** BEGIN **

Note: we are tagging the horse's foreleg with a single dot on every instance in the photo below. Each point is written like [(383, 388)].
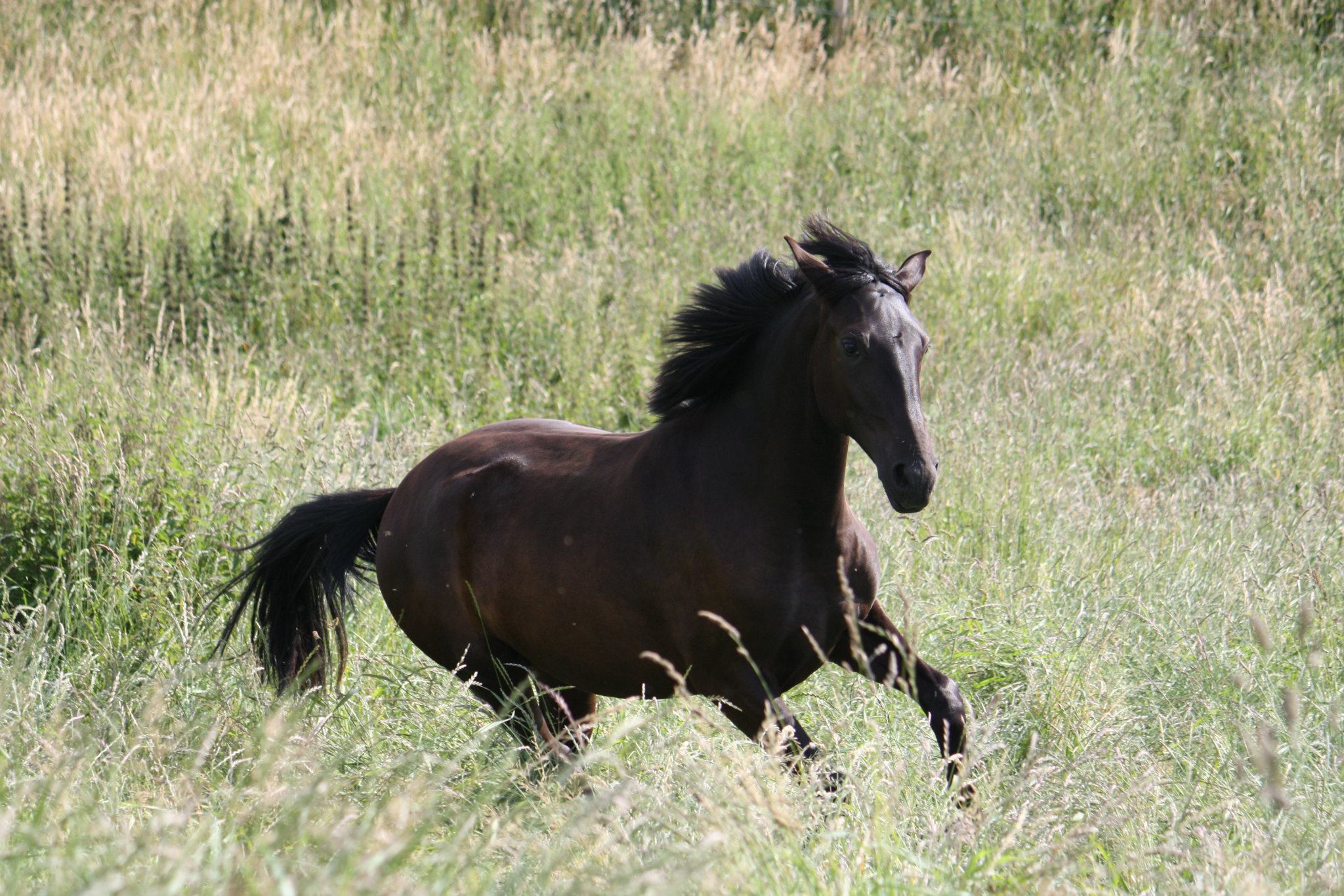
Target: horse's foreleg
[(883, 656)]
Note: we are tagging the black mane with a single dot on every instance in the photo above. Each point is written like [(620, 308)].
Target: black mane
[(714, 333)]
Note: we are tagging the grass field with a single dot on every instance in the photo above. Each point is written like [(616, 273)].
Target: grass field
[(256, 250)]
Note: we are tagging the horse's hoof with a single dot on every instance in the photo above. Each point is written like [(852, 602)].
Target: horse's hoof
[(832, 781)]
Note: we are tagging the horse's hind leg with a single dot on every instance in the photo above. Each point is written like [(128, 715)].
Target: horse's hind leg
[(568, 714), (759, 716), (499, 678)]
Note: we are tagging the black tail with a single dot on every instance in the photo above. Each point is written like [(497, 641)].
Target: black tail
[(299, 583)]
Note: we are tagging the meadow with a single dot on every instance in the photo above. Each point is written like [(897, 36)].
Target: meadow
[(253, 250)]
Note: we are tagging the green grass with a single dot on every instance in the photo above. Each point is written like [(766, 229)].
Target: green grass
[(253, 250)]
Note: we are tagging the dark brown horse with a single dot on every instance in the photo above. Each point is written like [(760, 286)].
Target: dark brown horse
[(616, 563)]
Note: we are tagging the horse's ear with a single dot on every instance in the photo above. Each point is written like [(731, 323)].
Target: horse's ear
[(812, 268), (912, 272)]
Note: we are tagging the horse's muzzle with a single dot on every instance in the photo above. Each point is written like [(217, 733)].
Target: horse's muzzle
[(910, 485)]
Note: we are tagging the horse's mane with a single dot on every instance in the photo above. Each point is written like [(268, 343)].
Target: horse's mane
[(713, 335)]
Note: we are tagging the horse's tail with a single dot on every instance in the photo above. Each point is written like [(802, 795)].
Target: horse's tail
[(299, 584)]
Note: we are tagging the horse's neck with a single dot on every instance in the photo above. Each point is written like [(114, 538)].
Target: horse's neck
[(768, 436)]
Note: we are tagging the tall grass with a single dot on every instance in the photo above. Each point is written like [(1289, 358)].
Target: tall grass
[(252, 250)]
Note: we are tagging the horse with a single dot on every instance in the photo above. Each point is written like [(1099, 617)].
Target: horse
[(547, 563)]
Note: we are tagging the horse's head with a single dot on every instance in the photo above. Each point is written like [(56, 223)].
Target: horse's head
[(867, 356)]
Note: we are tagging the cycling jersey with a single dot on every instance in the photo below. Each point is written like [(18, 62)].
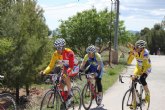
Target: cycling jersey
[(93, 62), (143, 61), (67, 58)]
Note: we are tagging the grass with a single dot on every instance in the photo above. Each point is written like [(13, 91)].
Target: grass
[(111, 75)]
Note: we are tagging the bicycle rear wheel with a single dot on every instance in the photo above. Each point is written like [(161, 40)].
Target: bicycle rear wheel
[(76, 104), (87, 97), (52, 101), (127, 100), (7, 102)]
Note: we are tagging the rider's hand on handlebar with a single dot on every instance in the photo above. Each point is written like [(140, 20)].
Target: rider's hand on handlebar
[(134, 77), (42, 73)]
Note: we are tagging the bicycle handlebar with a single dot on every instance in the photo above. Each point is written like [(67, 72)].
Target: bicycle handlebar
[(128, 76)]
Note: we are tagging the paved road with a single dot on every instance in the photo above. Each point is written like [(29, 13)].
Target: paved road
[(113, 97)]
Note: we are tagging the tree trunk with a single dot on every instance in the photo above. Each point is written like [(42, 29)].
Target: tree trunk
[(17, 94), (27, 89)]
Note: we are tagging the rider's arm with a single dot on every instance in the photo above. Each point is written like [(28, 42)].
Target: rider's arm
[(51, 64)]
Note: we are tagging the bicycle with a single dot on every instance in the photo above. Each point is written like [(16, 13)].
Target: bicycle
[(133, 96), (7, 101), (89, 92), (56, 99)]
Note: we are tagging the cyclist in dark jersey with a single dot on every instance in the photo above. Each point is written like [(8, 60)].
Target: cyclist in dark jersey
[(93, 59)]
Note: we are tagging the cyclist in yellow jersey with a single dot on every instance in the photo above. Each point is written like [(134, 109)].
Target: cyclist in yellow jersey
[(67, 57), (143, 66)]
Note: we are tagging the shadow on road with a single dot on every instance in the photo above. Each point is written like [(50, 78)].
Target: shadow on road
[(101, 107)]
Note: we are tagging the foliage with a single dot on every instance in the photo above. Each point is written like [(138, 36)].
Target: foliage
[(24, 25), (89, 27)]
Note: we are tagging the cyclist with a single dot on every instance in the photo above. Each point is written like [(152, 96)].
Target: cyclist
[(67, 57), (143, 66), (93, 59)]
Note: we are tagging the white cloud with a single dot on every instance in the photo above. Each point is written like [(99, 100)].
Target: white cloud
[(137, 14)]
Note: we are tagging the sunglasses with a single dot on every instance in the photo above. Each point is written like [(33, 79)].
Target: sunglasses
[(59, 48)]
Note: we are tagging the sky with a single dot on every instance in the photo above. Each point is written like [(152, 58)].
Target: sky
[(136, 14)]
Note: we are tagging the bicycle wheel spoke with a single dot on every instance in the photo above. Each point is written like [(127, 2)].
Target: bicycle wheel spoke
[(127, 100), (51, 101), (87, 97)]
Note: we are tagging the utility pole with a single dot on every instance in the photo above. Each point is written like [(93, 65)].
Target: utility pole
[(116, 32), (110, 39)]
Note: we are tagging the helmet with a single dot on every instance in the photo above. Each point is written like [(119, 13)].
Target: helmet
[(91, 49), (60, 42), (140, 44)]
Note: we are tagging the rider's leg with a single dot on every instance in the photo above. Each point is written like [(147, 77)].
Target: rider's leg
[(68, 83), (144, 83), (66, 79)]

** END **

**TO DO:** Print all of the items above verbatim, leaving out the pictures.

**TASK RESPONSE:**
Note: we are tagging the horse's foreleg with a single dot on every instance in the photo below. Each point is written like [(383, 388)].
Target: horse's foreleg
[(883, 656)]
Note: we are tagging the black mane with a single dot on every instance in the photo above. Each point is written like [(620, 308)].
Target: black mane
[(714, 333)]
Note: we are tagging the grass field with a single dot on every instance in the photo above. Each point is written like [(616, 273)].
Target: grass field
[(256, 250)]
Note: we are tagging the horse's hoof with a single dot on every instance in the photo above. Each point is written like [(852, 602)].
Target: horse's hoof
[(832, 781)]
Note: we are tagging the horse's hind leg with a single dot on every instance in the photo above. Each point is written like [(128, 715)].
Target: horse's hind leg
[(568, 714), (759, 716), (499, 678)]
Note: we are tagging the black tail with a single dot on every instance in the photo above. Each point is written like [(497, 641)].
Target: black tail
[(299, 583)]
Note: we are tagging the meadow with a single dot on every instance in the photo above. Each point is written like [(897, 36)].
Target: meadow
[(253, 250)]
Note: we are tagging the green grass with a single dot on every instance in the photo above. Each point is written like [(766, 229)].
Target: green grass
[(253, 250)]
Note: we are tagging the dark brown horse with a single dot on every instance in the photo above. Each point is written like [(760, 286)].
Target: dark brown horse
[(616, 563)]
Note: we are tagging the horse's ear with a single dot on every instance in the photo above. Each point is written like [(731, 323)].
Target: horse's ear
[(812, 268), (912, 272)]
Note: we are tagging the horse's muzzle with a single dot on every instance in the photo above. Each point is written like [(217, 733)].
Target: horse's muzzle
[(910, 485)]
Note: we are tagging the horse's mane with a single dot on every instance in the photo above. Each point is written like [(268, 343)].
Target: horse's mane
[(713, 335)]
Note: we are tagging the horse's tail with a single dot on every instance in the photo above. Each point is written like [(802, 795)].
Target: horse's tail
[(299, 584)]
Note: we are tagging the horse's neck with a single dot on every instance in the photo above. Each point is written like [(114, 538)].
Target: horse's neck
[(768, 436)]
Note: we are tagging the tall grass with a single dot on every instance in the photo above. Each point is written like [(1289, 358)].
Target: tall grass
[(252, 250)]
Note: we are tagging the horse with a single dot on every instance in the photo above. Each point is written like [(1099, 617)].
Target: horse
[(547, 563)]
Note: we are tagging the horse's head with a single dot on every instance in the photo above. Each point is written like [(56, 223)].
Target: horse's head
[(867, 356)]
Note: we are tagging the cycling jersey with a single dot on every instance in the photo below. Each point is written like [(18, 62)].
Target: cycling jersey
[(93, 62), (143, 61), (67, 58)]
Note: we are tagging the grass with a single dot on every instance in the photo above. Each point is written like [(13, 91)].
Target: grass
[(111, 75)]
Note: we are tagging the bicycle rear wheel with a single dot on every instance in the photo above. Each point is written like [(161, 40)].
Target: bicycle rear wheel
[(76, 104), (87, 97), (52, 101), (127, 100), (7, 102)]
Note: we are tagging the rider's hand on handlebar with a single dot on every instance in the photo above. Each point is written like [(140, 20)].
Target: rider's hand on handlebar
[(134, 77), (42, 73)]
Note: we are tagging the bicycle handlebar with a single dot on every instance in the photo above. Each point is written like [(67, 72)].
Target: bicycle handlebar
[(128, 76)]
Note: we are tagging the paved road with a single dot on every instance in the photo above. Each point is written like [(29, 13)].
Target: paved road
[(113, 97)]
Note: we are tagging the tree trunk with a single dot on every instance in the photo above. Each point is written like [(42, 29)].
Target: tree trunk
[(17, 94), (27, 89)]
Note: we are tagging the rider's arm with a single dot on every instance in the photo above. Each point is written like [(28, 42)].
Target: rider's arm
[(51, 64)]
Note: we are tagging the bicycle with a single dot on every instance in the photo above. Each point is written like [(16, 13)].
Target: bicycle
[(133, 96), (7, 101), (89, 92), (56, 99)]
Note: we are tagging the cyclist in dark jersey with a single dot on every instance in the photo above. Each point is written like [(8, 60)].
Target: cyclist in dark jersey
[(93, 59)]
Note: we are tagging the cyclist in yellow jersey with a single dot on every instance in the photo above. Each point is written like [(134, 109)].
Target: cyclist in yellow jersey
[(67, 57), (143, 66)]
Note: we are tagging the shadow on road with a single dot on every instance in the photo above. Each point is written like [(50, 78)].
Target: shadow on road
[(101, 107)]
Note: we are tagging the foliage with a single dot on every instance in the photo above. Each point is written like [(138, 36)].
Target: foliage
[(24, 25), (89, 27)]
Note: we are tagging the cyclist with a single dot on every instance in the photo above. Each point is written like [(152, 96)].
Target: cyclist
[(67, 57), (143, 66), (93, 59)]
Note: we are tagging the white cloud with a single dot on every instance in the photo above. Each point is written like [(99, 100)].
Target: white cloud
[(137, 14)]
Note: we are tagging the sunglasses with a single dot on every instance in the photo above. Each point is written like [(33, 79)].
Target: sunglasses
[(59, 48)]
Note: we are tagging the sky with a single dot on every instance in the photo above. Each point is written like [(152, 58)].
Target: sky
[(136, 14)]
Note: we are tagging the bicycle wheel spoke with a single dot on every instance in the photo above. Each point is written like [(127, 2)].
Target: bicycle wheel spoke
[(127, 100), (51, 101), (87, 97)]
Note: we are tagging the utility pole with a single dot on every instance in the photo above. Each point is written like [(93, 65)].
Target: utility pole
[(116, 32), (110, 39)]
Note: we are tagging the helmet with a single dot on every instance in the photo above. Each point is written like [(119, 13)].
Target: helmet
[(91, 49), (60, 42), (140, 44)]
Note: we are tagging the rider's leg with a single dot on every instance in the photo above. Each point is written like [(147, 77)].
Target: rider's leg
[(68, 83), (144, 83), (66, 79)]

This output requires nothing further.